-- START OF Given entries --

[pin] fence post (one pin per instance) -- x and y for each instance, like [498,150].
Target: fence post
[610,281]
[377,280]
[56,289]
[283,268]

-- END OF Given entries --

▸ **Task to carry out**
In the records, change "fence post" to "gate post" wherever it occurs and write the lines out again with everything else unchanged.

▸ **Solution to this problem**
[pin] gate post (one pin per instance) -- x and y for each instance, like [498,150].
Target: gate post
[610,281]
[377,280]
[56,289]
[283,268]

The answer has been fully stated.